- Task prompt: Please repeat the data below exactly, with the pictures removed.
START Dataset excerpts
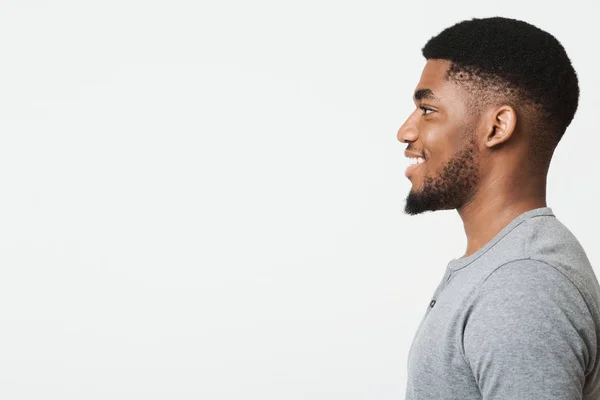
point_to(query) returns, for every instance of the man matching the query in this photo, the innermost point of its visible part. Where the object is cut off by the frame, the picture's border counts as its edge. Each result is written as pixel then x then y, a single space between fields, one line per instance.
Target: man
pixel 517 317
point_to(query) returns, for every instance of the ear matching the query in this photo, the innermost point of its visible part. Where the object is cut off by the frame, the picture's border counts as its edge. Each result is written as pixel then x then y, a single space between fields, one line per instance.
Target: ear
pixel 502 125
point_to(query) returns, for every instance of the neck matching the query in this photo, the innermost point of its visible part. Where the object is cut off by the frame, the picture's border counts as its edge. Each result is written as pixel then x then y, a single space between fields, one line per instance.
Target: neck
pixel 495 205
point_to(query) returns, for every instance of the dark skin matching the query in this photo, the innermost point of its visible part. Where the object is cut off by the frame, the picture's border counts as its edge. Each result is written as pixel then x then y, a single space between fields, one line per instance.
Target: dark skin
pixel 477 161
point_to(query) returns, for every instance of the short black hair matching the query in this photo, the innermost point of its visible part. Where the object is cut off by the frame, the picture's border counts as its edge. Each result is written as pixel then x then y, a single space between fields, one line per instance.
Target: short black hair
pixel 513 58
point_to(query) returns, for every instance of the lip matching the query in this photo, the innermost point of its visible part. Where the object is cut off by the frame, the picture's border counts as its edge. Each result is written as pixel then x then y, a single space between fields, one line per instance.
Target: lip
pixel 412 168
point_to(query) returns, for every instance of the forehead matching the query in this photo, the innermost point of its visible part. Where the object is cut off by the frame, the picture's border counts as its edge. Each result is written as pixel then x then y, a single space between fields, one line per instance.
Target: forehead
pixel 433 76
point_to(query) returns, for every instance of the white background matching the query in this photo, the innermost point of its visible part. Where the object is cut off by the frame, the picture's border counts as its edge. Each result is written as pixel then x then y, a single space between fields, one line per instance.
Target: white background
pixel 204 200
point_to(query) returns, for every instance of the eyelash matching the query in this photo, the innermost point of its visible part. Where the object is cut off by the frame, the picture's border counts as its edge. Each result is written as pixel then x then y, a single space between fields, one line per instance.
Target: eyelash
pixel 425 109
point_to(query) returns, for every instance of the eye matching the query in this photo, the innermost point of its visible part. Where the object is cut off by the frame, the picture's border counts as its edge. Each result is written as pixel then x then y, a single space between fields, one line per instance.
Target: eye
pixel 426 110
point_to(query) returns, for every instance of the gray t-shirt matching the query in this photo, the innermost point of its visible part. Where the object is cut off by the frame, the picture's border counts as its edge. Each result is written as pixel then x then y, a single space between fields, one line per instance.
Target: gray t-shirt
pixel 517 320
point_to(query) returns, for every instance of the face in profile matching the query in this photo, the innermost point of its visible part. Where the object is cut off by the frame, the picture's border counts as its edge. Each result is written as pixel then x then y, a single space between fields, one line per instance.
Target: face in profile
pixel 442 130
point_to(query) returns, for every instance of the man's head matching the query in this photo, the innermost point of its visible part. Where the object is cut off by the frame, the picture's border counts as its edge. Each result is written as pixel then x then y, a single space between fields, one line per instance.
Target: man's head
pixel 494 99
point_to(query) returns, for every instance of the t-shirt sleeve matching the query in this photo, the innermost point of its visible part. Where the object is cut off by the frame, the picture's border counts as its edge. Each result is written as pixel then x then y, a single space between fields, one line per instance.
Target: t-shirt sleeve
pixel 528 334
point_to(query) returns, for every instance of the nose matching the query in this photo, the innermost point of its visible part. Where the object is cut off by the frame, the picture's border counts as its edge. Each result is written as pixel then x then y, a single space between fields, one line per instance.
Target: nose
pixel 408 132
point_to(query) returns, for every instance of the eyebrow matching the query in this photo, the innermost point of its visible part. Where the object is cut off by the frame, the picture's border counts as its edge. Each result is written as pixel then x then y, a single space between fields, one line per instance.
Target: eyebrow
pixel 425 94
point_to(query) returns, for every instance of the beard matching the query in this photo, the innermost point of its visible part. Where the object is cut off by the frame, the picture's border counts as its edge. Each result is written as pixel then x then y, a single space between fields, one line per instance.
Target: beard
pixel 452 188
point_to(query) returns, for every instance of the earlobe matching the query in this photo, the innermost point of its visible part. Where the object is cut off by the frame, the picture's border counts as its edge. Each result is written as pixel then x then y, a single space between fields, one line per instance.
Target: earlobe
pixel 504 121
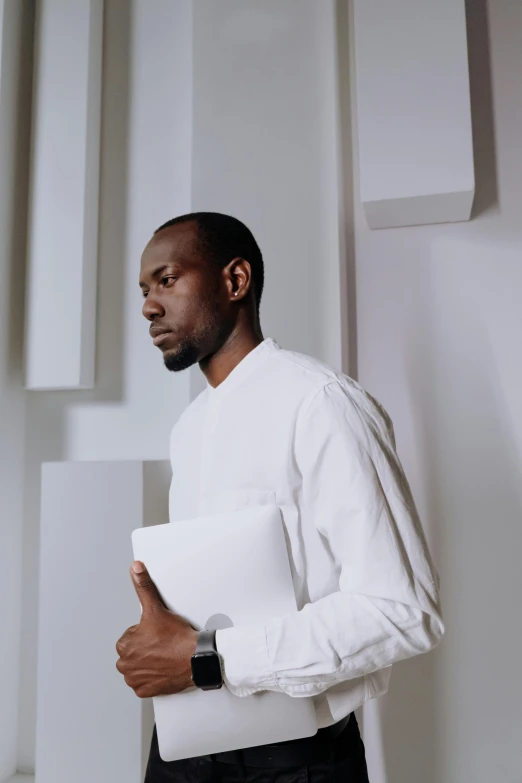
END Dataset excerpts
- Result of this task:
point_to(query) returns, for every instance of the man matching the query in this photo, the innermost point of its visible part. Where the object is cut off by the frame, the picture's border counts as its edge. Each result is written as pixel then x then y, a single space between fields, one line per instance.
Target: man
pixel 517 317
point_to(query) returns, for every instance of the ear matching the query in this photo, the innermost point of its visible part. Where the object is cut off by the frame, the picture's border counts as its edge. Each result is written as pixel then x then y, a single space between fields, one line per instance.
Target: ear
pixel 502 125
point_to(query) returns, for every instance of the neck matching the query in this photo, the innermost point of its visible part. Where the object is cut off by the frame, the picture's border counts as its edge. Each result is written as pixel then x then y, a single space between fields, one line per instance.
Target: neck
pixel 495 205
point_to(query) returns, for every instance of the dark skin matching the query in this photo, the innermost point of its visible part. Where the object is cut off by the frame, the picture's border counts as its edge. Each result is written as pixel then x then y, a single space between fields, one line per instance.
Target: dark skin
pixel 477 161
point_to(query) returns, for every instance of the short black hair matching the query in this photo, the innermost point of its visible part. Where the object is cut off by the frame, the picture's border counts as its edge. Each result is written as pixel then x then y, a single space between fields, one line per instance.
Target: short black hair
pixel 513 58
point_to(query) returns, for every instance of the lip matching the query in this photo, the innermost point of its visible part. Where the object is cut off by the frame, the picture's border counts as its edge. Each result is written as pixel then x then y, a single space between fields, one line per instance.
Target: lip
pixel 412 168
point_to(query) returns, for every instance of the forehead matching the query in this photo, the innermost point of its visible part. Where the object is cut off by the frame, the picture's border counts as its edge. Each result is written as pixel then x then y, a single space between fields, one line per instance.
Target: forehead
pixel 433 76
point_to(query) returns, for every instance of the white background matching the query in this photo, the innermost point of its visible part. Where the object is cut off by the frame, the picture's border counts as its edge. Each result is written as pixel then x then y, a single space between fields, one line per instance.
Target: white background
pixel 204 200
point_to(query) returns, for every instance of the eyelash matching the query in this photo, the innermost point of its visible part. Where the object is cut off by the frame, the picture's border counts as its edge. Each result is written as pixel then x then y, a single space between fields, one line per instance.
Target: eyelash
pixel 425 109
point_to(query) returns, for every instance of the eye matching the query in this photo, the innermost point of its visible part. Where the object is cut off by the frame, the picture's border counts as its edge. Each result is written as pixel then x then y, a single space between fields, one line per instance.
Target: eye
pixel 426 110
point_to(query) returns, for every instance of the gray t-shirt matching the query in this photo, the innermost point of its visible part. Where the object is cut off by the frame, the picture's border counts as its edge. Each result is written as pixel then x then y, a single space between fields, one line per instance.
Target: gray t-shirt
pixel 517 320
point_to(query) returns, for every instance of the face in profile matching the query in this photo, the innermost point of its visible part. Where the object is cut off by the frame, the picture's border counts as its edge. Each result is written as pixel then x then y, a single space between fields, one line per instance.
Target: face in profile
pixel 442 130
point_to(query) returns, for every instance of the man's head matching the query in this photo, the innermost point of its visible part. Where the object is cut off by the frame, the picture's border counts as its edge. Each result is written as pixel then x then y, a single space between fields, one line per instance.
Target: man's head
pixel 494 99
point_to(query) returns, for every instance of the t-shirt sleeve matching the query in this photo, the innermost point of its visible part. Where the object is cut off by the frame, the picture's border counts as its edge. Each result is written as pixel then x then y, a single space between fields, one line per instance.
Target: t-shirt sleeve
pixel 528 334
point_to(query) returns, for every instance of the nose matching the query in this photo, the innermost point of its visible part. Where the object is cut off by the frame, the picture's border counts as its edge. Each result is written as pixel then x then y, a single space between fields, one line per instance.
Target: nose
pixel 408 132
point_to(query) returns, for every instance of the eyebrow matching the query in this photo, the innermost point of its visible part. Where the object is cut off by the frame, the picture's border counts as its edge. Each result is written as pixel then x then y, a single space between fields, one line per instance.
Target: eyebrow
pixel 425 94
point_to(query) returns, for every instance of the beard matching the query in this photo, the innermost point of its visible part. Where the object is cut off by the frame, the picture's border counts as its edge. Each result is written as pixel then x then y, a single space between fields, one line per instance.
Target: beard
pixel 452 188
point_to(query) returns, for every instance of the earlobe matching the query in this photo, the innermost point of its visible part. Where the object is cut off by the frame, the picture's border counts as its edge. Each result is written as pixel then x then y, a single space between fields, one line per instance.
Target: earlobe
pixel 504 121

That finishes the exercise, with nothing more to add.